Write out each line exactly as it stands, please.
++++++++
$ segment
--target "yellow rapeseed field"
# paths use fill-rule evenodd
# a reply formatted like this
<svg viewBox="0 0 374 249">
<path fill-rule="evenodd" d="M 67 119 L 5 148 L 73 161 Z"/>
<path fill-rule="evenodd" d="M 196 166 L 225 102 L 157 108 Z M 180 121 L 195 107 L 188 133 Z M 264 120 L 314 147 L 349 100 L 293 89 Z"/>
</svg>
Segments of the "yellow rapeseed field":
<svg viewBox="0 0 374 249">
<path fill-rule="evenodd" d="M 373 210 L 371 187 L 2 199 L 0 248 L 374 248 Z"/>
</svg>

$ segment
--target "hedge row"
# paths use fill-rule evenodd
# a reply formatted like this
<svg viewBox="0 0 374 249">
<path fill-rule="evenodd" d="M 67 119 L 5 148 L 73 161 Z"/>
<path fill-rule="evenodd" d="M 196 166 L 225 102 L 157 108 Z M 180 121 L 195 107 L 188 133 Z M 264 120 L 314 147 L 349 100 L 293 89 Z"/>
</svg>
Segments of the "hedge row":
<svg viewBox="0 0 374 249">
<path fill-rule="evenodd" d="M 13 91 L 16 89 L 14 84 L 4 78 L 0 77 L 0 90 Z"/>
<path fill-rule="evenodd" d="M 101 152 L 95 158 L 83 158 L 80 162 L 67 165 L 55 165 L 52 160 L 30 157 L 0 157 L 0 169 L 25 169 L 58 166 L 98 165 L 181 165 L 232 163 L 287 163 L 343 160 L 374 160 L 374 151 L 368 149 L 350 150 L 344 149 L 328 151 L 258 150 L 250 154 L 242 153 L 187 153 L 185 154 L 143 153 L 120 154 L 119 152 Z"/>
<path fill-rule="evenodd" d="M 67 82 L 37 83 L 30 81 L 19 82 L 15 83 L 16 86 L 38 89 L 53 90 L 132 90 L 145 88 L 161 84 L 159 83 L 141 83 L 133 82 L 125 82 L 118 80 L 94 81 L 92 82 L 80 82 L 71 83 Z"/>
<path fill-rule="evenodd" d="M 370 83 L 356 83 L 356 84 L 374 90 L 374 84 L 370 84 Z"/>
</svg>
++++++++
SOLVED PROBLEM:
$ segment
--target "yellow rapeseed field"
# paths use fill-rule evenodd
# a reply formatted like this
<svg viewBox="0 0 374 249">
<path fill-rule="evenodd" d="M 67 119 L 5 148 L 73 161 Z"/>
<path fill-rule="evenodd" d="M 196 166 L 225 102 L 157 108 Z M 180 121 L 195 107 L 188 133 Z M 264 120 L 314 147 L 349 100 L 293 89 Z"/>
</svg>
Segments of the "yellow rapeseed field":
<svg viewBox="0 0 374 249">
<path fill-rule="evenodd" d="M 373 210 L 371 187 L 2 199 L 0 248 L 374 248 Z"/>
</svg>

$ segment
--target "hedge row"
# paths use fill-rule evenodd
# a reply formatted like this
<svg viewBox="0 0 374 249">
<path fill-rule="evenodd" d="M 67 119 L 5 148 L 73 161 Z"/>
<path fill-rule="evenodd" d="M 196 166 L 225 102 L 157 108 Z M 180 121 L 195 107 L 188 133 Z M 264 120 L 314 147 L 349 100 L 293 89 Z"/>
</svg>
Segments of the "hedge row":
<svg viewBox="0 0 374 249">
<path fill-rule="evenodd" d="M 13 91 L 16 89 L 14 84 L 4 78 L 0 77 L 0 90 Z"/>
<path fill-rule="evenodd" d="M 101 152 L 95 158 L 83 158 L 80 162 L 67 165 L 55 165 L 52 160 L 30 157 L 0 157 L 0 169 L 25 169 L 58 166 L 98 165 L 181 165 L 232 163 L 287 163 L 343 160 L 374 160 L 374 151 L 368 149 L 350 150 L 344 149 L 328 151 L 258 150 L 250 154 L 242 153 L 187 153 L 185 154 L 143 153 L 120 154 L 119 152 Z"/>
<path fill-rule="evenodd" d="M 67 82 L 37 83 L 30 81 L 19 82 L 15 83 L 16 86 L 38 89 L 53 90 L 132 90 L 145 88 L 161 84 L 159 83 L 141 83 L 133 82 L 125 82 L 118 80 L 94 81 L 92 82 L 80 82 L 71 83 Z"/>
<path fill-rule="evenodd" d="M 370 83 L 356 83 L 356 84 L 374 90 L 374 84 L 370 84 Z"/>
</svg>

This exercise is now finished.